# Request
Count the lines of the listing below that contain the string "region". Reply with the number alone.

[Contour labeling entries]
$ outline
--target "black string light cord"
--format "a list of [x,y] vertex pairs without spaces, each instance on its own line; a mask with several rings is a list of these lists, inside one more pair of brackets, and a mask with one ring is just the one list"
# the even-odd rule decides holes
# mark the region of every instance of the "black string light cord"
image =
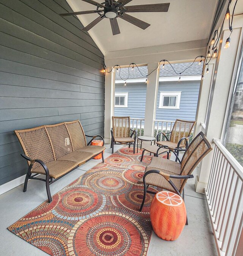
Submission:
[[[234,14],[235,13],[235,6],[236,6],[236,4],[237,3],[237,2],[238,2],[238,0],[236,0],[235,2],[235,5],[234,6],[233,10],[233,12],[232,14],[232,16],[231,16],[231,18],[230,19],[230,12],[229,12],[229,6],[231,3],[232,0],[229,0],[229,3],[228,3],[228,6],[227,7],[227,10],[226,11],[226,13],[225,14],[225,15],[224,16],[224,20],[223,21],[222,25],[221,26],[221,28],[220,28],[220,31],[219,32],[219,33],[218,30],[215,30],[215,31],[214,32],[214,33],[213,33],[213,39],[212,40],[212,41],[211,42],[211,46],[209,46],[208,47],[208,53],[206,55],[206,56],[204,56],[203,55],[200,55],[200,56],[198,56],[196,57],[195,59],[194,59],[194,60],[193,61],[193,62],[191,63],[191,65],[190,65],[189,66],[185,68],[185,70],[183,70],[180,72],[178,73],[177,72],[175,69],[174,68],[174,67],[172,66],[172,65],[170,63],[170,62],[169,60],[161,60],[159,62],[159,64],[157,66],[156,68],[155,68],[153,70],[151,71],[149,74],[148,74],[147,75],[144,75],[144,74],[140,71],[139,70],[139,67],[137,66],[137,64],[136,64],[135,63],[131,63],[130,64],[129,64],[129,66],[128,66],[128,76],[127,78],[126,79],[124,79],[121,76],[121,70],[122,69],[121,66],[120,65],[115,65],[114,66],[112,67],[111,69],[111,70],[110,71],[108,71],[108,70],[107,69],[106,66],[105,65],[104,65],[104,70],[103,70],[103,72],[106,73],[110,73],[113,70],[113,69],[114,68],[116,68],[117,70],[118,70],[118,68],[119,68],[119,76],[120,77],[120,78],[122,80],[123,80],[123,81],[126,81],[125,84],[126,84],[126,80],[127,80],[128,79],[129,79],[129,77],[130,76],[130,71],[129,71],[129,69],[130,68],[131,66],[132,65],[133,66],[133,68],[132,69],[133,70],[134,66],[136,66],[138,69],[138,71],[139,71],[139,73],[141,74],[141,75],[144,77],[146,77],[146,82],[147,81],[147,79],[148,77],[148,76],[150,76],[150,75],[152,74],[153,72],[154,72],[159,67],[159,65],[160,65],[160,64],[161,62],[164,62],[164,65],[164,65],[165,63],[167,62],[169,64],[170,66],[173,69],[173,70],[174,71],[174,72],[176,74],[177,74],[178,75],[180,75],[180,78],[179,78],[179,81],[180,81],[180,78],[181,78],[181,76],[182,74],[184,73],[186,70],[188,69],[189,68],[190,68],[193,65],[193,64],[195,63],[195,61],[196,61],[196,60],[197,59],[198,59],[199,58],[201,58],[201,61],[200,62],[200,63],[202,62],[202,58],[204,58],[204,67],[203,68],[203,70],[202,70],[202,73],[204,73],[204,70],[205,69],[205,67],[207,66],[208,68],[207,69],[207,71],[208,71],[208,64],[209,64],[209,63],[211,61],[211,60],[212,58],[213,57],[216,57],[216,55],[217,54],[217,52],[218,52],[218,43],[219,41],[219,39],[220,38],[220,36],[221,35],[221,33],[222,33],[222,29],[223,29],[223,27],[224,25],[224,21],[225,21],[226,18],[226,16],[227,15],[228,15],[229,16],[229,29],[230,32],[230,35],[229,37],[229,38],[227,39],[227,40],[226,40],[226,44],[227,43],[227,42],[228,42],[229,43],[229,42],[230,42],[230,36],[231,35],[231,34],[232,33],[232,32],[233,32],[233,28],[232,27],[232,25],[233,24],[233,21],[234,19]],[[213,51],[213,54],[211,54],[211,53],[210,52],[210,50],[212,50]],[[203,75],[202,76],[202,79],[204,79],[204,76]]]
==
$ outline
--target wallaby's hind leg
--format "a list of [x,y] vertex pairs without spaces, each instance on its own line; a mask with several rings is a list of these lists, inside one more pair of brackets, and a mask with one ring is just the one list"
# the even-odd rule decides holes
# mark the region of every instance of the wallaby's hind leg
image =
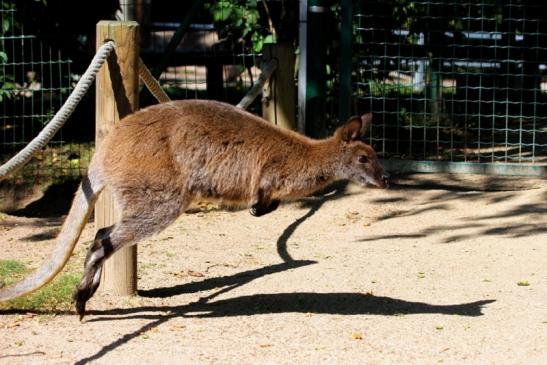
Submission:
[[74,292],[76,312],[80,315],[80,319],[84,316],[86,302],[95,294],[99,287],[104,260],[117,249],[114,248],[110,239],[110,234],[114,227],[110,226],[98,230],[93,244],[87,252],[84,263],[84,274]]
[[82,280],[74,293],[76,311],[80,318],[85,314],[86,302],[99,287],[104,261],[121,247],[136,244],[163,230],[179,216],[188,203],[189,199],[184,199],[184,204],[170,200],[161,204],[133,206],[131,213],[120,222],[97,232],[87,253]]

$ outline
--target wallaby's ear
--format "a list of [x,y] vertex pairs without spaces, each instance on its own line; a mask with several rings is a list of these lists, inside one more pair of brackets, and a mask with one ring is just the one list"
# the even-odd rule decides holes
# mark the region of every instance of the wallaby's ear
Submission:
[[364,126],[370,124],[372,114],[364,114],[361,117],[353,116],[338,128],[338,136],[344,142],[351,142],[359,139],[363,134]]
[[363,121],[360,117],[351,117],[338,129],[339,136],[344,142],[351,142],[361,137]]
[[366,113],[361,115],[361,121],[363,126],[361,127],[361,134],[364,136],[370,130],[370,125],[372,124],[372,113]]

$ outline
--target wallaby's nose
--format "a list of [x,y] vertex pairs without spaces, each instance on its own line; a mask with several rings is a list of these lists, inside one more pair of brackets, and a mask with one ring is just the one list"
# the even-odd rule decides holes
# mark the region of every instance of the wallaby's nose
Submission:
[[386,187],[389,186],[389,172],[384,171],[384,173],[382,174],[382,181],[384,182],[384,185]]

# Answer to this exercise
4